Son numerosas y variadas las formas de interpretar las estrellas de los cielos. Cada civilización tiene las suyas, en las que refleja seres terrestres en la lejanía de la noche. A ello se suman las realizadas por la gente marinera cuando dejaron el cabotaje y se adentraron en las llanuras líquidas, y las que ha ido realizando la astronomía desde que comenzó a diseñar aparatos para observar más exhaustivamente. En total, una cantidad considerable de asterismos y constelaciones, creadas en buena medida por el capricho de quien mira. Según decía Berger (Y nuestros rostros, mi vida, breves como fotos), «aquellos que primero inventaron y más tarde nombraron las constelaciones fueron narradores. Las estrellas hilvanadas en esa línea [imaginaria] fueron como eventos que se suceden en una narración».
· · ·
◆ **LA CONSIGNA**: Por favor, enumera todos los grupos que, según el fragmento, han ido creando sus propias formas de interpretar las estrellas. No hace falta consultar los registros.

◆ **Ejemplos de etiquetado de puntos**:
· · ·
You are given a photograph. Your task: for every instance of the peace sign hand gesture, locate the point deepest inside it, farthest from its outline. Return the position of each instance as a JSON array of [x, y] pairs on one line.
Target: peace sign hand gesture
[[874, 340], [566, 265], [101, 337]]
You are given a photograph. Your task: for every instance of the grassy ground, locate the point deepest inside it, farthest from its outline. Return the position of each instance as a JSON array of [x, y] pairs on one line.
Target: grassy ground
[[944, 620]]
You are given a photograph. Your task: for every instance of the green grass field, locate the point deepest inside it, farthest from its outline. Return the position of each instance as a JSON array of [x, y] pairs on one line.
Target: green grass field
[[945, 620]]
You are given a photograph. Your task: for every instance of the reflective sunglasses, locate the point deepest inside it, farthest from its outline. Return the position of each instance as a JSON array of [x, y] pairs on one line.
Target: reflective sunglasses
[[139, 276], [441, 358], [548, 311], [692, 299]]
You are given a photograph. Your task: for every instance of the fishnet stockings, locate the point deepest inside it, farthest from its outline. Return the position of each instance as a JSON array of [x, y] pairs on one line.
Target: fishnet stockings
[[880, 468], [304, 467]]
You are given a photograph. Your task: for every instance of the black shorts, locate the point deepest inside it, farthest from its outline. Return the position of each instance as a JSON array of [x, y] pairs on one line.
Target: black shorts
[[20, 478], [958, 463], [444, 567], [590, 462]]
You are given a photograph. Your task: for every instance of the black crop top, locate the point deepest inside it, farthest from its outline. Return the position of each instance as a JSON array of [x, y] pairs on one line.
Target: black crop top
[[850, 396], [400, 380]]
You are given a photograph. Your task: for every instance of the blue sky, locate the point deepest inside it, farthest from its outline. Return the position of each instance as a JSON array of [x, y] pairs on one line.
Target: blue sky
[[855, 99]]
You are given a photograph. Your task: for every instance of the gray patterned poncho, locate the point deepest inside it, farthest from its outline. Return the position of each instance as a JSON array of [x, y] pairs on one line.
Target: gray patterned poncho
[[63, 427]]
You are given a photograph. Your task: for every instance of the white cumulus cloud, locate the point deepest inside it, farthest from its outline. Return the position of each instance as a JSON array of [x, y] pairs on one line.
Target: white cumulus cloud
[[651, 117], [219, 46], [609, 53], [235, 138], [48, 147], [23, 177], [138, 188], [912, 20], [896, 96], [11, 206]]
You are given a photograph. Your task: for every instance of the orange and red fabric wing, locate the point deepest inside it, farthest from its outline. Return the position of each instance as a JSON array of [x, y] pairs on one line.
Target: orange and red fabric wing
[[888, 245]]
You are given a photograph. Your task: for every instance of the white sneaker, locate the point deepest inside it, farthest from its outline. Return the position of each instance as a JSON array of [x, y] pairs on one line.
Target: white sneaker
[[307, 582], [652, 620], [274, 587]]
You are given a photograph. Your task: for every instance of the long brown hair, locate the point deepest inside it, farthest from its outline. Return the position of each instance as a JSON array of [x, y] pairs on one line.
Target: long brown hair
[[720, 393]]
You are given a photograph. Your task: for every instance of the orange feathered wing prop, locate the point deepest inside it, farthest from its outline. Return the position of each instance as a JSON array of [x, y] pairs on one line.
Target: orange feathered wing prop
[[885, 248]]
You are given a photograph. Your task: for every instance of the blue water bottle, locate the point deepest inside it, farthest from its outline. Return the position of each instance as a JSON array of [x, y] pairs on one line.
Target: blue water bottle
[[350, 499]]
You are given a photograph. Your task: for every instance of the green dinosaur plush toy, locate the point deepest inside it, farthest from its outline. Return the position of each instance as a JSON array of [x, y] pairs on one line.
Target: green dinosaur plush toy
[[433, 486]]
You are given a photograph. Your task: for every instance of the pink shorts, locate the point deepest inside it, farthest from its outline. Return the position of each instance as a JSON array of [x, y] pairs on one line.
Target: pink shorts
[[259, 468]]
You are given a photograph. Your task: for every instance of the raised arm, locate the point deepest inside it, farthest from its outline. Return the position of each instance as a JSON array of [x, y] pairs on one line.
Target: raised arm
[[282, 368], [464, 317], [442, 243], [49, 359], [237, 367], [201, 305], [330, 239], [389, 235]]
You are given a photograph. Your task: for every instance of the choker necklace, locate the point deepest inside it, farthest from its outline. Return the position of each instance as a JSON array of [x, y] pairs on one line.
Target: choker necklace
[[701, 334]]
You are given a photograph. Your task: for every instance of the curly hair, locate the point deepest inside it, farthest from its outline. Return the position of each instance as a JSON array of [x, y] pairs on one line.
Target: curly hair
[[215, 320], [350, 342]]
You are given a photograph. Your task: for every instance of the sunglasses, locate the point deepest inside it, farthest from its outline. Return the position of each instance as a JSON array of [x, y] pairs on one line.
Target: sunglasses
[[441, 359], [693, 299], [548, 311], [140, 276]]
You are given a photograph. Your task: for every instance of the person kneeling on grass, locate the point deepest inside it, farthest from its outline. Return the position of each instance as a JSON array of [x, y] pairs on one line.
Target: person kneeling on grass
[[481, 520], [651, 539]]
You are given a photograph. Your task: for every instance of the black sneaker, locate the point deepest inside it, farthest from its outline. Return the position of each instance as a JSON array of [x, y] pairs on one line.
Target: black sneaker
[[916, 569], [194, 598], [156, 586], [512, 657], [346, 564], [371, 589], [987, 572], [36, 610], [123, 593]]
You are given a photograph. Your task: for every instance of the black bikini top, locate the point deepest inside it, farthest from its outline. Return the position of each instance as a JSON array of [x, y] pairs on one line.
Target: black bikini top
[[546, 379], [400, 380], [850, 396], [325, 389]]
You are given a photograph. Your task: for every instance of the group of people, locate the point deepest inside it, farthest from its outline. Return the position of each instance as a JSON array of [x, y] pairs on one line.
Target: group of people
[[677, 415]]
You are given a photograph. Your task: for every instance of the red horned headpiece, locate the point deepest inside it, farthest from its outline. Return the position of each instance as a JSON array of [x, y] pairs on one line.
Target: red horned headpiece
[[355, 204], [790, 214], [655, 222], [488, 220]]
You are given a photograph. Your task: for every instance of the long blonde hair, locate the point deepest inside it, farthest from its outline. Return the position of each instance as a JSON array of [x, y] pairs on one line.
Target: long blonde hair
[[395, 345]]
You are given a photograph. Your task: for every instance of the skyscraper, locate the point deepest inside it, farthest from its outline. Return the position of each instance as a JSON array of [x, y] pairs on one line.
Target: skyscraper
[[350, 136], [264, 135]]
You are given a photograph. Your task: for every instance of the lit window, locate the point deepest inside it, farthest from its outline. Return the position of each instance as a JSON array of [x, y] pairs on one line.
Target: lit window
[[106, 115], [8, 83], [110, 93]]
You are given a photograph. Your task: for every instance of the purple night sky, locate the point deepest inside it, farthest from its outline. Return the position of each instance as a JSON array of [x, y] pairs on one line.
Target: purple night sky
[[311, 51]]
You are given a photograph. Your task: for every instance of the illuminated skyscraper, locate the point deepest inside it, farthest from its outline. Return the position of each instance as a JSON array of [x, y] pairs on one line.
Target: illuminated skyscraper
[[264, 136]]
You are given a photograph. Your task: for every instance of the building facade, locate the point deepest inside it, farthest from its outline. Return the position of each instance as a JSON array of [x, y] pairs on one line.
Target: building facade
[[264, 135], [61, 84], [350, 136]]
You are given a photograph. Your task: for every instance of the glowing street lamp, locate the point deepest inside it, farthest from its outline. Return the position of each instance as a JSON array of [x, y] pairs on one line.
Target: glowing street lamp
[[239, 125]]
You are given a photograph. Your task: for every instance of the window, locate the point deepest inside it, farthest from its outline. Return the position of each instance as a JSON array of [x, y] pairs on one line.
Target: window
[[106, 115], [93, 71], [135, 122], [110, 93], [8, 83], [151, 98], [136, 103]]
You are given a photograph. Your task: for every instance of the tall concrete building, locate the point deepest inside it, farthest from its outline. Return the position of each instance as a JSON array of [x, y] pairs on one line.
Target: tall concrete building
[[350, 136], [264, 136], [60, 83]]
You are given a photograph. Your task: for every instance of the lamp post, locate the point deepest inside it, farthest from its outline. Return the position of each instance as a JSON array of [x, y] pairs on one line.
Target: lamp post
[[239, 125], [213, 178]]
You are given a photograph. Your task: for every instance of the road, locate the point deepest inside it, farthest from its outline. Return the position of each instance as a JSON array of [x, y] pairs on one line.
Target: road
· · ·
◆ **RESPUESTA**:
- Cada civilización
- La gente marinera
- La astronomía